DIRECTIONS
Would you set down the data that follows, word for word, without any pictures?

AVAILABLE RECORDS
___

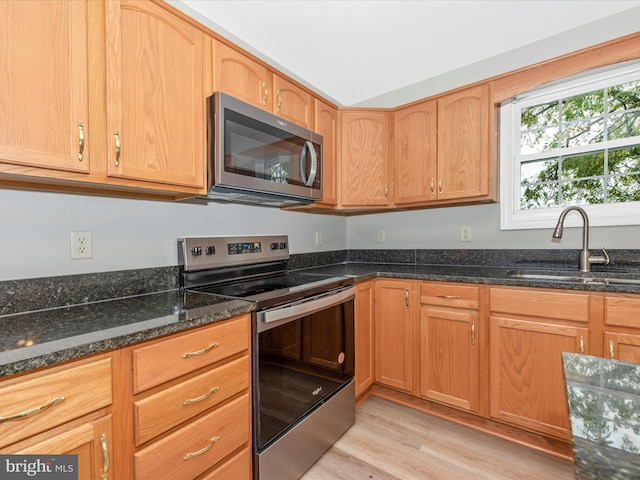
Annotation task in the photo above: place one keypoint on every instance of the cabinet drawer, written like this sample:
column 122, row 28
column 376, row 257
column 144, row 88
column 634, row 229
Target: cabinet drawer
column 622, row 311
column 168, row 408
column 195, row 448
column 544, row 304
column 83, row 389
column 238, row 466
column 168, row 359
column 448, row 295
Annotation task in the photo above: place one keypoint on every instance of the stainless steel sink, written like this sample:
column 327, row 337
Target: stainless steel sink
column 576, row 278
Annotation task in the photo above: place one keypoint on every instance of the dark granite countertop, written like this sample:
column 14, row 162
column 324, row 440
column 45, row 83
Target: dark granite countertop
column 51, row 320
column 604, row 408
column 46, row 337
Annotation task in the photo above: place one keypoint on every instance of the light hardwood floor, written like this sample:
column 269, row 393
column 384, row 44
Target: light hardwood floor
column 391, row 441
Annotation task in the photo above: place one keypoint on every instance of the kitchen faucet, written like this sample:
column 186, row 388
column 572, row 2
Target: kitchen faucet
column 585, row 256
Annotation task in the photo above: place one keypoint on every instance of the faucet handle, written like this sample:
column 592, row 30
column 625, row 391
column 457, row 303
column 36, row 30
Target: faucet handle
column 600, row 260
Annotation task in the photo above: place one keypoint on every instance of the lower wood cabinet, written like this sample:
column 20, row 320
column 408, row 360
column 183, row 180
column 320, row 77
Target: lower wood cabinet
column 364, row 319
column 526, row 373
column 449, row 344
column 395, row 316
column 61, row 410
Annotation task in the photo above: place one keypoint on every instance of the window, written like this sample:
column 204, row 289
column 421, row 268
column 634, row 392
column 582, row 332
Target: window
column 575, row 142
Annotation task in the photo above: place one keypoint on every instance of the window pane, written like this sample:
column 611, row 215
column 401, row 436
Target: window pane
column 538, row 195
column 623, row 125
column 625, row 96
column 587, row 105
column 624, row 189
column 537, row 141
column 583, row 192
column 624, row 160
column 539, row 171
column 583, row 132
column 585, row 165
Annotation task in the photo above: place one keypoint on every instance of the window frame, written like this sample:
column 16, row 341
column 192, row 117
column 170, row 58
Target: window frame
column 511, row 217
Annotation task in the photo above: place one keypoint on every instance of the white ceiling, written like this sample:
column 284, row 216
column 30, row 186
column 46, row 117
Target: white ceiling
column 353, row 51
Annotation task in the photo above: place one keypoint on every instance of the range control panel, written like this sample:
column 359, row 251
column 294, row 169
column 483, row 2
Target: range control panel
column 198, row 253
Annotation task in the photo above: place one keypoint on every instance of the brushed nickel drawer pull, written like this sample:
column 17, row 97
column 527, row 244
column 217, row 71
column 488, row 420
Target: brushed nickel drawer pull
column 189, row 401
column 201, row 352
column 33, row 411
column 80, row 141
column 105, row 457
column 189, row 456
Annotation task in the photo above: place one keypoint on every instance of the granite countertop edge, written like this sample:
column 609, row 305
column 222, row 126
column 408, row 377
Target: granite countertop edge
column 24, row 359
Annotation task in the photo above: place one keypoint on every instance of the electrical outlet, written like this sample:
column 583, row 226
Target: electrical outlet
column 81, row 245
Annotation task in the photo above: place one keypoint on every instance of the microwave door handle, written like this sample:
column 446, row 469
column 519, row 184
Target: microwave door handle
column 303, row 164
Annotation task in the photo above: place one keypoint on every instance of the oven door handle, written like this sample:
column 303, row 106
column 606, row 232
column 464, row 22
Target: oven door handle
column 270, row 318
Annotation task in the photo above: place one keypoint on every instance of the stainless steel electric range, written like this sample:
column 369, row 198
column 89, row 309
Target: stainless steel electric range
column 303, row 353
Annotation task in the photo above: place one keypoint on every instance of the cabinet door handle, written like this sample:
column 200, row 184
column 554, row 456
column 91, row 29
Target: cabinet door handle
column 117, row 159
column 189, row 401
column 449, row 297
column 105, row 457
column 80, row 141
column 201, row 352
column 188, row 456
column 33, row 411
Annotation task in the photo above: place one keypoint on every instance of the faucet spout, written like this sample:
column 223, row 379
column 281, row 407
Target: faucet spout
column 586, row 259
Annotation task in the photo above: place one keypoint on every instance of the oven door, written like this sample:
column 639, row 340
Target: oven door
column 303, row 355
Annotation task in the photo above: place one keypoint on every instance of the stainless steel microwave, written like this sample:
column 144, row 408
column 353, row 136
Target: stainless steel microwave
column 256, row 157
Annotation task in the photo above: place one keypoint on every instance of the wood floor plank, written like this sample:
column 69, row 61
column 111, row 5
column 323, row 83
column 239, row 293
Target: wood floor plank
column 394, row 442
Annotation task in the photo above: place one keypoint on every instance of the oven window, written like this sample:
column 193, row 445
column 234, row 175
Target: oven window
column 299, row 365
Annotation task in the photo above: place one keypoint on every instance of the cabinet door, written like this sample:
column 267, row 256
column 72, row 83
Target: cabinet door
column 449, row 357
column 364, row 318
column 326, row 124
column 527, row 378
column 394, row 334
column 415, row 153
column 622, row 346
column 91, row 441
column 364, row 158
column 292, row 102
column 155, row 95
column 44, row 96
column 240, row 77
column 464, row 143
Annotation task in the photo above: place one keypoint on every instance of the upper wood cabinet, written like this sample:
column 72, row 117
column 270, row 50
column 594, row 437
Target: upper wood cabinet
column 364, row 159
column 326, row 122
column 415, row 150
column 292, row 102
column 465, row 163
column 44, row 100
column 155, row 95
column 241, row 77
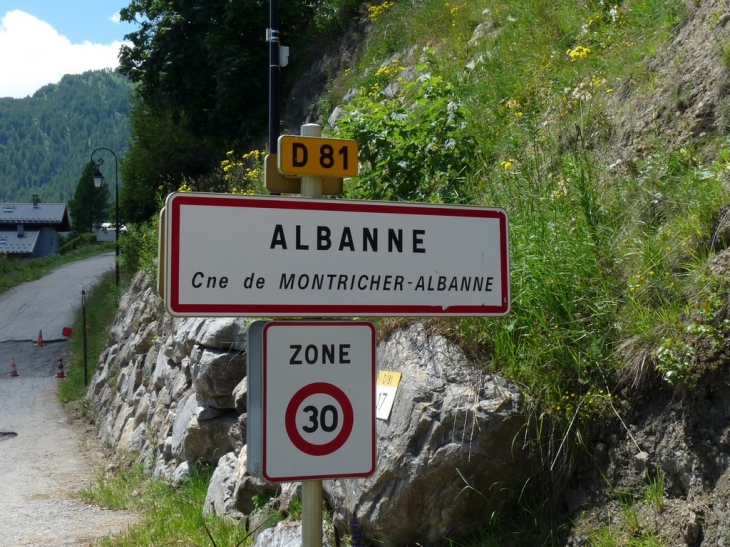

___

THE ANSWER
Annotation task in the photo above: place one keypoint on every instance of the cabinet drawer, written like this sample:
column 122, row 28
column 376, row 257
column 144, row 88
column 634, row 229
Target: cabinet drawer
column 622, row 311
column 168, row 408
column 195, row 448
column 544, row 304
column 83, row 389
column 238, row 466
column 168, row 359
column 448, row 295
Annotation task in the photo above: place one keypoint on every instance of the stainless steel sink, written like this sample:
column 327, row 337
Target: stainless steel sink
column 576, row 278
Annotation task in the photo above: place one keypoint on every instance of the dark granite countertop, written like this sample:
column 14, row 162
column 324, row 440
column 45, row 83
Target: dark granite countertop
column 51, row 320
column 604, row 408
column 46, row 337
Annotation task in the photo above: place one keypoint on every instance of the light hardwood floor, written like this sample:
column 269, row 393
column 384, row 44
Target: light hardwood floor
column 391, row 441
Annotation task in the photo above: place one keypoint on every instance of the kitchen faucet, written like this sample:
column 186, row 388
column 572, row 2
Target: kitchen faucet
column 585, row 256
Annotation task in the photo above: place one keypoint on every instance of the faucet handle, written like this sample:
column 592, row 30
column 625, row 391
column 457, row 303
column 36, row 30
Target: faucet handle
column 600, row 260
Annotation task in the photo above: place one keypoint on every instance of the lower wood cabinet, written like this sample:
column 20, row 320
column 408, row 360
column 183, row 180
column 320, row 77
Target: lower wood cabinet
column 364, row 319
column 526, row 373
column 449, row 344
column 395, row 316
column 61, row 410
Annotation task in the photo above: place one keypoint on every instance of the window, written like this sample:
column 204, row 289
column 421, row 268
column 634, row 392
column 582, row 332
Target: window
column 575, row 142
Annotation task in the photo above: place one keypoint on every instance of the window pane, written like this sample:
column 611, row 215
column 401, row 436
Target: window pane
column 538, row 195
column 623, row 125
column 625, row 96
column 587, row 105
column 624, row 189
column 537, row 141
column 583, row 192
column 624, row 160
column 539, row 171
column 583, row 132
column 585, row 165
Annotation task in the photo above: place one keypoint on every instance of the window frame, written like this sample:
column 16, row 341
column 192, row 117
column 170, row 58
Target: window frame
column 511, row 217
Annotation task in the photo above: place one keypoint on every instance of the white ceiling, written like this sample:
column 284, row 216
column 30, row 186
column 46, row 117
Target: white ceiling
column 353, row 51
Annotation task in the photo above: place one keypoint on every instance of the range control panel, written like this sample:
column 359, row 251
column 294, row 169
column 483, row 2
Target: range control panel
column 198, row 253
Annotation task in the photo above: place one keypoint on every instance of the brushed nickel drawer pull, written like this sample:
column 17, row 97
column 527, row 244
column 217, row 71
column 488, row 420
Target: brushed nickel drawer pull
column 189, row 401
column 201, row 352
column 33, row 411
column 80, row 141
column 105, row 457
column 189, row 456
Annotation task in the photo above: place one keypoint on every instance of the granite countertop edge, written like this sample:
column 609, row 305
column 222, row 126
column 408, row 377
Target: granite countertop edge
column 24, row 359
Annotation task in the photo above: place one keypoint on every instance of the electrical outlet, written like this sample:
column 583, row 226
Target: electrical outlet
column 81, row 245
Annotation task in the photo above: place one keypoint on every instance of the microwave door handle, written like this sample:
column 446, row 469
column 519, row 184
Target: microwave door handle
column 303, row 164
Annotation task in the photo above: place one keypoint on every instance of the oven door handle, written like this sample:
column 303, row 106
column 606, row 232
column 464, row 22
Target: oven door handle
column 270, row 318
Annotation task in the photo above: place one keypoint on every instance of the stainless steel electric range, written like this sample:
column 369, row 198
column 89, row 309
Target: stainless steel electric range
column 303, row 353
Annotation task in the photo above: place one keypoint on every instance of the cabinet door handle, written like this sample:
column 200, row 184
column 554, row 456
column 91, row 29
Target: cabinet door handle
column 117, row 159
column 189, row 401
column 449, row 297
column 105, row 457
column 80, row 141
column 201, row 352
column 188, row 456
column 33, row 411
Annotation task in the photo above: place one keypoint on every instance of the faucet spout, written like this sample:
column 223, row 379
column 281, row 407
Target: faucet spout
column 586, row 259
Annotation task in the photo above: place one keypoint on every instance of the oven door, written like this sample:
column 639, row 340
Target: oven door
column 303, row 355
Annotation task in the photo above: place one keypoint on every instance of the stainless steel microwave, written like this sample:
column 144, row 408
column 353, row 136
Target: stainless steel microwave
column 256, row 157
Annotation task in the photo above: place one keypoint on every instance of the wood floor plank, written like this sample:
column 69, row 61
column 111, row 5
column 323, row 83
column 239, row 293
Target: wood floor plank
column 394, row 442
Annotation task in the photo above: place one keypoint on every instance of the oven window, written like this sample:
column 193, row 445
column 234, row 175
Target: oven window
column 299, row 365
Annotation task in the photo above: place one keypoint on every instance of the cabinet door, written like this sample:
column 267, row 256
column 72, row 83
Target: cabinet door
column 449, row 357
column 364, row 318
column 326, row 124
column 527, row 378
column 394, row 334
column 415, row 153
column 622, row 346
column 91, row 441
column 364, row 158
column 292, row 102
column 155, row 95
column 44, row 96
column 240, row 77
column 464, row 143
Annotation task in the photo above: place one keypoint on every instance of the upper wood cabinet, written like this sample:
column 72, row 117
column 270, row 50
column 594, row 437
Target: upper wood cabinet
column 364, row 159
column 326, row 122
column 415, row 150
column 292, row 102
column 465, row 163
column 44, row 100
column 155, row 95
column 241, row 77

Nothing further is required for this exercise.